(Dataset entries)

= Beginning of Section =

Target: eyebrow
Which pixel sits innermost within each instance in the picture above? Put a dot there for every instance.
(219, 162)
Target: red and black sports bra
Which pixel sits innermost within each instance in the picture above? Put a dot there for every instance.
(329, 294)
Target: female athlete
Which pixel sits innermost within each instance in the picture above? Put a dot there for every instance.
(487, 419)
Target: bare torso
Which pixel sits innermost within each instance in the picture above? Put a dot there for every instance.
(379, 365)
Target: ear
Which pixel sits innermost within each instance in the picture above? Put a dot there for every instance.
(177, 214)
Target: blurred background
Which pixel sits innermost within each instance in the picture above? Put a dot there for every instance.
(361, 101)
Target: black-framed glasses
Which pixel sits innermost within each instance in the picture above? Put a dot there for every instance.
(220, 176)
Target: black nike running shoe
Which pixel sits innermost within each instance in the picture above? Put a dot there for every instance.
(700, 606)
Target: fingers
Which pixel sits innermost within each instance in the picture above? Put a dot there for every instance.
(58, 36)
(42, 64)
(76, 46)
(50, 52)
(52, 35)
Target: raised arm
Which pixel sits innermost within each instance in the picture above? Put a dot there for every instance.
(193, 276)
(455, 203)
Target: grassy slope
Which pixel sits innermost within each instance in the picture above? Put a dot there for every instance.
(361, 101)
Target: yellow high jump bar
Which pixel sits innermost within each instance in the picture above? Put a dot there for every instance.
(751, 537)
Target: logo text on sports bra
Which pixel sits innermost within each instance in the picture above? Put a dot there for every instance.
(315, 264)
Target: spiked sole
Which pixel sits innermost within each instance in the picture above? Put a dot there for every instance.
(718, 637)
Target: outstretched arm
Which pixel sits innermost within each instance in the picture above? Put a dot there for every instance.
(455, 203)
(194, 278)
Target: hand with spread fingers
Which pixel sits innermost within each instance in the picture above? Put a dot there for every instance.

= End of Section =

Task directions: Set the records above down again, exactly as they read.

Answer for this exercise:
Target: eyebrow
Which pixel sits innermost within each instance in the picture above? Put a dot there for every instance.
(219, 162)
Target: red and black sports bra
Which pixel sits innermost within each instance in the picture above? Put a dot there for every instance.
(329, 294)
Target: female athlete
Which pixel sits innermost within each instance in the picture above? Put a dot there for every instance.
(487, 419)
Target: bare torso
Which pixel sits innermost within each instance in the picture above? Put a dot there for every instance.
(379, 365)
Target: ear
Which pixel sits innermost within each instance in the picture above? Put a dot there for every instance.
(177, 214)
Target: blurred background
Which pixel sits innermost within each instance in the picture above? Put a dot there for every instance.
(361, 101)
Target: black-framed glasses
Which pixel sits innermost within each instance in the picture above? Put a dot there for every instance.
(220, 176)
Target: black nike running shoe
Which pixel sits innermost within each instance in the picture above? Put a dot there for every instance.
(700, 606)
Target: fingers
Which pixel sits innermost within each instance in the picture above? Put a dot there for every instance.
(58, 36)
(42, 64)
(76, 46)
(50, 52)
(52, 35)
Target: raised arm
Which pixel sits innermost within each instance in the picture above? Put a dot there for every instance.
(193, 276)
(455, 203)
Target: grassy slope
Which pixel sits innermost within each instance in the picture above? Put a dot there for every instance.
(361, 101)
Target: yellow high jump bar
Which pixel sits innermost within each instance in the picture above? Put a dot there for every instance.
(751, 537)
Target: logo text on sports bra
Which pixel sits innermost within each instance in the picture above? Put a dot there for every instance.
(315, 264)
Target: spiked sole
Which pixel sits innermost within each instance in the picture above? Put a dot there for every instance.
(718, 637)
Target: outstretched arm
Which pixel sits innermost within each instance in the picture above? Put a dot there for every instance.
(455, 203)
(194, 278)
Target: hand with spread fingers
Which pixel sits innermost within each instance in the picture above? Put a dot there for every instance.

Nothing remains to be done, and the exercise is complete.